(Stored records)
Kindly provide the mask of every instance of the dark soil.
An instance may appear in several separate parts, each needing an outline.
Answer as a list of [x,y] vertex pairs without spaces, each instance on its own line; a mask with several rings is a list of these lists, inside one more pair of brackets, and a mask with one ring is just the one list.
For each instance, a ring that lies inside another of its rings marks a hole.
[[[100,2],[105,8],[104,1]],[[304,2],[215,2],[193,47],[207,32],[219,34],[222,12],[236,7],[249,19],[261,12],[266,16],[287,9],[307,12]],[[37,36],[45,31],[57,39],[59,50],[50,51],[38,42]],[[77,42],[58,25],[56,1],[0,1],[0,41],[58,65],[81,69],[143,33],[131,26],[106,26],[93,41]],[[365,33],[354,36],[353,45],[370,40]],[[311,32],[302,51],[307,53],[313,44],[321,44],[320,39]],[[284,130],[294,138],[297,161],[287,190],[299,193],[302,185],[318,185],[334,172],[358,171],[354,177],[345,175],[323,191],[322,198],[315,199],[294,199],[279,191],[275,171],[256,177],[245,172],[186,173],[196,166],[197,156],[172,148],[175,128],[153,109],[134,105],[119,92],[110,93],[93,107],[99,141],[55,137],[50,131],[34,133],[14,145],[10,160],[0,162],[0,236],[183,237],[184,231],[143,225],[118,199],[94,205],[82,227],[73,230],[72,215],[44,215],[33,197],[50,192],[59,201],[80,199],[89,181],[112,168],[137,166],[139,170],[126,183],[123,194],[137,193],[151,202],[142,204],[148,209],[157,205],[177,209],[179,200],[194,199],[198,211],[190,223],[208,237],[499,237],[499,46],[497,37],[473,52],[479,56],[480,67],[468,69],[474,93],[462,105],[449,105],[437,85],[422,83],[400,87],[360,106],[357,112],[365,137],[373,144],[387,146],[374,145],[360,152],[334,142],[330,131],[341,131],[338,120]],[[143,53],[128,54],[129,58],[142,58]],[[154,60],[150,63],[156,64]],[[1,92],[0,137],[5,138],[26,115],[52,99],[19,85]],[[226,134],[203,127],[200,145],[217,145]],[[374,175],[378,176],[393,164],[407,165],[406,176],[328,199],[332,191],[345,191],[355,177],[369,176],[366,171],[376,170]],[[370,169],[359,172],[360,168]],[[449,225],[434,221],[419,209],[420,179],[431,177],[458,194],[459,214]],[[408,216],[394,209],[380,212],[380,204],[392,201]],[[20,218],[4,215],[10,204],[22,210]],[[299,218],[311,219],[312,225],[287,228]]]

WHAT IS REQUIRED -
Pull out each record as written and restate it exactly.

ANSWER TO THE EXERCISE -
Kindly provide the mask of every instance of the dark soil.
An instance may appear in several separate parts, each needing an outline.
Answer as a list of [x,y] vertex pairs without spaces, each instance on its own line; a mask with several rings is a list of these lists, inside one more pair of brackets, and a mask with one ring is just the one list.
For each instance, a ring that lies inside another of its rings marks a hole.
[[[100,2],[105,8],[104,1]],[[304,2],[215,2],[193,47],[207,32],[219,34],[222,12],[236,7],[249,19],[261,12],[266,16],[287,9],[307,12]],[[37,36],[45,31],[57,39],[59,50],[50,51],[38,42]],[[77,42],[58,25],[56,1],[0,1],[0,41],[58,65],[81,69],[143,33],[131,26],[106,26],[93,41]],[[365,33],[354,36],[353,45],[370,40]],[[311,32],[302,51],[307,53],[313,44],[321,44],[320,39]],[[284,130],[294,138],[297,161],[287,190],[299,193],[302,185],[318,185],[334,172],[358,171],[354,177],[345,175],[323,191],[322,198],[315,199],[294,199],[279,191],[275,171],[256,177],[245,172],[186,173],[196,166],[197,156],[172,148],[175,128],[153,109],[134,105],[119,92],[110,93],[93,107],[99,141],[55,137],[50,131],[34,133],[14,145],[10,160],[0,162],[0,236],[183,237],[184,231],[143,225],[118,199],[94,205],[82,227],[73,230],[72,215],[44,215],[33,197],[50,192],[59,201],[80,199],[89,181],[112,168],[137,166],[139,170],[126,183],[123,194],[137,193],[151,202],[142,204],[148,209],[157,205],[177,209],[179,200],[194,199],[198,211],[190,223],[208,237],[499,237],[499,46],[497,37],[473,52],[479,56],[480,67],[468,69],[474,93],[462,105],[449,105],[437,85],[422,83],[400,87],[360,106],[357,112],[365,137],[373,144],[387,146],[374,145],[360,152],[334,142],[330,131],[341,131],[338,120]],[[143,53],[128,54],[129,58],[142,58]],[[154,60],[150,63],[156,64]],[[1,92],[0,137],[5,138],[26,115],[52,99],[19,85]],[[226,134],[203,127],[200,145],[217,145]],[[374,175],[378,176],[393,164],[407,165],[406,176],[328,199],[332,191],[345,191],[355,177],[369,176],[366,171],[376,170]],[[370,169],[359,172],[360,168]],[[449,225],[434,221],[419,209],[420,179],[431,177],[458,194],[459,214]],[[408,216],[394,209],[380,212],[380,204],[392,201]],[[20,218],[4,215],[10,204],[22,210]],[[299,218],[311,219],[312,225],[287,228]]]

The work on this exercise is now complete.